PAGE EXCERPT:
Arkansas Children’s Hospital is planning a $10 million project that would put to use space freed up by the $121 million expansion completed last year.
About 14,000 square feet in the old emergency department would be divided between an orthopedics clinic and an expansion of the radiology department, said Larry Beckius, vice president of facilities.
The orthopedic clinic would be added in the first, $5million phase, which has been approved by the hospital’s board. The clinic would encompass about 12,000 square feet and cost $250,000 to equip and furnish, spokesman Hilary DeMillo said.
Board approval for the radiology department expansion has not yet been granted, Beckius said Monday.
Construction on the orthopedics clinic is expected to start next July, with completion by December 2014, David Berry, senior vice president and chief operating officer, said Tuesday. Proposals for the second phase are expected to be presented to the board in the next few months, Berry said.
The South Wing, which opened in July 2012, encompasses 258,000 square feet at the 2 million-square-foot hospital. Aside from housing the emergency department, the wing is home to clinics for cancer and blood disorders, neurological problems, audiology, dentistry, and ear, nose and throat.
The South Wing expansion does not necessarily translate into a higher number of patients treated, Berry said.
Efficiency and effectiveness are the goals, he said.
The emergency department, which is on the first level of the four-story wing, has enabled the hospital “to cope with the busy seasons of the winter much better … fewer kids not being able to be seen quickly, less time in the waiting room.”
Berry said the feedback scores from parents have improved.

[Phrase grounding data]
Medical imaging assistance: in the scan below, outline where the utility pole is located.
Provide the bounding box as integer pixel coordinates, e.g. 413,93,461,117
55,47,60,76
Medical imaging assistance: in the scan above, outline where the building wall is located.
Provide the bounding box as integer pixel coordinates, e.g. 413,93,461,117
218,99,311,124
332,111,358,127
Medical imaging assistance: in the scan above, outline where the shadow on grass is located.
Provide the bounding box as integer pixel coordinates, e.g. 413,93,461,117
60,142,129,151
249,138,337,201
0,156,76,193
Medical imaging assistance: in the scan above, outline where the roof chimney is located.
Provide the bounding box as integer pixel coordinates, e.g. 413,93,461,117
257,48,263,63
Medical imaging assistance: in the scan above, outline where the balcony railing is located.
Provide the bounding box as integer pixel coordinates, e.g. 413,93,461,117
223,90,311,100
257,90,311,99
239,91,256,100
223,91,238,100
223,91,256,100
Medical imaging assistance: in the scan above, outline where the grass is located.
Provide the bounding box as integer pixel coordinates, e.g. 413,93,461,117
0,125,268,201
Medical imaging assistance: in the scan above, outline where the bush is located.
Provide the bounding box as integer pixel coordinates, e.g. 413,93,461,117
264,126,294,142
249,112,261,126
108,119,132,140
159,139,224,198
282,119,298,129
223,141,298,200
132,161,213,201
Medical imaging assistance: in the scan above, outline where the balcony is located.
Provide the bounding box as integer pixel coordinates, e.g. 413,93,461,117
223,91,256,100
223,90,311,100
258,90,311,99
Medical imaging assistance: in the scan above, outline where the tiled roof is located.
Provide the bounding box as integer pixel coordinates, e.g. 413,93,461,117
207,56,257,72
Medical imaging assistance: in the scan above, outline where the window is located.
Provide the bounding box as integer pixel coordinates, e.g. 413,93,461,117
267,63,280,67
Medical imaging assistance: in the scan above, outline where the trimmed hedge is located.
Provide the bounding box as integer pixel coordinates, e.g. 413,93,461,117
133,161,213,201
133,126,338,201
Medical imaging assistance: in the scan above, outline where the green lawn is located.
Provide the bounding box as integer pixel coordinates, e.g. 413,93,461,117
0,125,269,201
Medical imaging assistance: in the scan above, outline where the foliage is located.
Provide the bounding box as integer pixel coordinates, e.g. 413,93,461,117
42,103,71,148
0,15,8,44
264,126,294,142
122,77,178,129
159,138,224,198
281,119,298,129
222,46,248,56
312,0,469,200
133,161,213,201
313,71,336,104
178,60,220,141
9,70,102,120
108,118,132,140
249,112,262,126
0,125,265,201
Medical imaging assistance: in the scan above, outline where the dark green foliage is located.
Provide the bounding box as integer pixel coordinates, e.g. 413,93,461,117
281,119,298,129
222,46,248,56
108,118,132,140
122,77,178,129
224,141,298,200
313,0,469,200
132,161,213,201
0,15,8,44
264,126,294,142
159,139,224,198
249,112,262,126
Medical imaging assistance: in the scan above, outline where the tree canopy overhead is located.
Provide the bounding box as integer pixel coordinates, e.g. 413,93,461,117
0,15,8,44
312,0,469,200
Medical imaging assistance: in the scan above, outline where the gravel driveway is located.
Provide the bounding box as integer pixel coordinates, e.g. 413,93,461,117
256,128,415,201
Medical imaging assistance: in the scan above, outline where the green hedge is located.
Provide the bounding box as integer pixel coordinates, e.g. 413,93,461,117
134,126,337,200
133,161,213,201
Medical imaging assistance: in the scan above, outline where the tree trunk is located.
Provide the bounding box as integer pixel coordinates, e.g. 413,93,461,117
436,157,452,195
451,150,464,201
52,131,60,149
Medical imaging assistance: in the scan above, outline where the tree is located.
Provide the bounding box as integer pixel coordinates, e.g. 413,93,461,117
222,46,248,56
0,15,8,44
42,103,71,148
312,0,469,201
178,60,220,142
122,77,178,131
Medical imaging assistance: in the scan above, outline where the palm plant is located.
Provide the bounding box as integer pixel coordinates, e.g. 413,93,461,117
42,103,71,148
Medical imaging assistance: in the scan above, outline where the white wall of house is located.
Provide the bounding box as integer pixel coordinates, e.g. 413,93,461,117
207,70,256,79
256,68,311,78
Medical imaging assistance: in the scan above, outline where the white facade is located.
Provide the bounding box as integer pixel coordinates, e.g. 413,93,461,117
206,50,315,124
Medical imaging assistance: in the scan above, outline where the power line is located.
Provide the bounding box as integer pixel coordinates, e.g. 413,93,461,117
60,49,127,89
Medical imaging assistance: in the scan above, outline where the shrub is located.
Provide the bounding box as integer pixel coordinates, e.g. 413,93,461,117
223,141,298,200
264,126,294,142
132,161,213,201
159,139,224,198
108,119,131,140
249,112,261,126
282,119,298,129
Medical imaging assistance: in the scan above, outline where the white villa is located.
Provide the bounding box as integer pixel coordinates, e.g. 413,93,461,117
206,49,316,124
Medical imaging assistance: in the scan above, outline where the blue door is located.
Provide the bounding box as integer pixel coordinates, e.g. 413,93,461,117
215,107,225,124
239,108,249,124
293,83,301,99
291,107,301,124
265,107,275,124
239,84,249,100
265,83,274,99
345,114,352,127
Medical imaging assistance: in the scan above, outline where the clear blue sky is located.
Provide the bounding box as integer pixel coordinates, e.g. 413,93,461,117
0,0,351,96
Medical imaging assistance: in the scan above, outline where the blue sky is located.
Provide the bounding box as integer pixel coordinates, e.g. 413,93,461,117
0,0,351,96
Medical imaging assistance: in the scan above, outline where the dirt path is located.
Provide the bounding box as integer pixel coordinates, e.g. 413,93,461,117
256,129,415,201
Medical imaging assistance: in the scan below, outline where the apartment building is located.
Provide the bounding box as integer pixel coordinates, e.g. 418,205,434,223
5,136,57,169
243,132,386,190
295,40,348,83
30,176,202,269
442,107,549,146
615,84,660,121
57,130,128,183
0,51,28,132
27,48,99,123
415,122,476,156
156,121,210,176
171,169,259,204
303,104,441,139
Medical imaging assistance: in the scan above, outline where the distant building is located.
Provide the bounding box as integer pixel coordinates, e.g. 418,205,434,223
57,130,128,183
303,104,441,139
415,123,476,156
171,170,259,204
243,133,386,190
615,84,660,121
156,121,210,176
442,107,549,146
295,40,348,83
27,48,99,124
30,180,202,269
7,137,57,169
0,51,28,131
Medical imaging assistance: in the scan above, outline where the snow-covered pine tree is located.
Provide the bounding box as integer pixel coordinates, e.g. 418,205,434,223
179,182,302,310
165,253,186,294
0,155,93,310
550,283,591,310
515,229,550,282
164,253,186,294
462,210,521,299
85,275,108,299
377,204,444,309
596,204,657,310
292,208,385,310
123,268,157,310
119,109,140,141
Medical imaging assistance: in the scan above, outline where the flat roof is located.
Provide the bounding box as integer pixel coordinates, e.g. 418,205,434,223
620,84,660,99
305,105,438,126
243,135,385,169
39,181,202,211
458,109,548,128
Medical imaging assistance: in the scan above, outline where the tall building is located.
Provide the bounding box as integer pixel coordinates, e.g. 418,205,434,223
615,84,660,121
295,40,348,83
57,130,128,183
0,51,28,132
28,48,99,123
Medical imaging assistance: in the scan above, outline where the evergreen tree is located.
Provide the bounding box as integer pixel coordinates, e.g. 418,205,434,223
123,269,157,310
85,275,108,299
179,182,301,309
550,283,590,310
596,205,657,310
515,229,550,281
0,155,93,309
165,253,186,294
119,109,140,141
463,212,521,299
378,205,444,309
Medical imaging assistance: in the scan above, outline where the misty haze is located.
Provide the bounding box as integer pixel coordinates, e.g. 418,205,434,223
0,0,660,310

WORK INSTRUCTION A: Name every person quoted or cited in the article about the Arkansas Children's Hospital project, along with the title the article gives each one.
WORK INSTRUCTION B: Pick up the article about the Arkansas Children's Hospital project after its last sentence and write a short continuation.

EXERCISE ANSWER A:
- Larry Beckius, vice president of facilities
- Hilary DeMillo, spokesman
- David Berry, senior vice president and chief operating officer

EXERCISE ANSWER B:
Use of clinics on the second floor are up, he said. In June 2012, the clinics saw 234 patients, compared with 276 in June this year. And in July 2012, the number was 237, compared with 266 a year later.
The improved facilities will help the hospital to recruit and retain physicians and other caregivers, Berry said.
The third floor is for infants and toddlers. It enabled the hospital to go “from some dingy and old space into private rooms,” Berry said. Berry said the children are getting more rest, are getting well quicker and the length of stay is shrinking, though he said he did not have figures available.
“Some of this is anecdotal, and some of it is a-ha moments,” he said.
The fourth floor comprises the hematology and oncology units for cancer patients, some of whom were in other units before the expansion because of lack of “elbow room,” Berry said.
“These spaces - to say that we build them, we expect to fill them up - actually, we build them and we hope that we do better at delivering care, and that families get better and go home, and we’re seeing some of that.”
For the next five years, hospital projects likely will address how to use space created by the expansion, Berry said.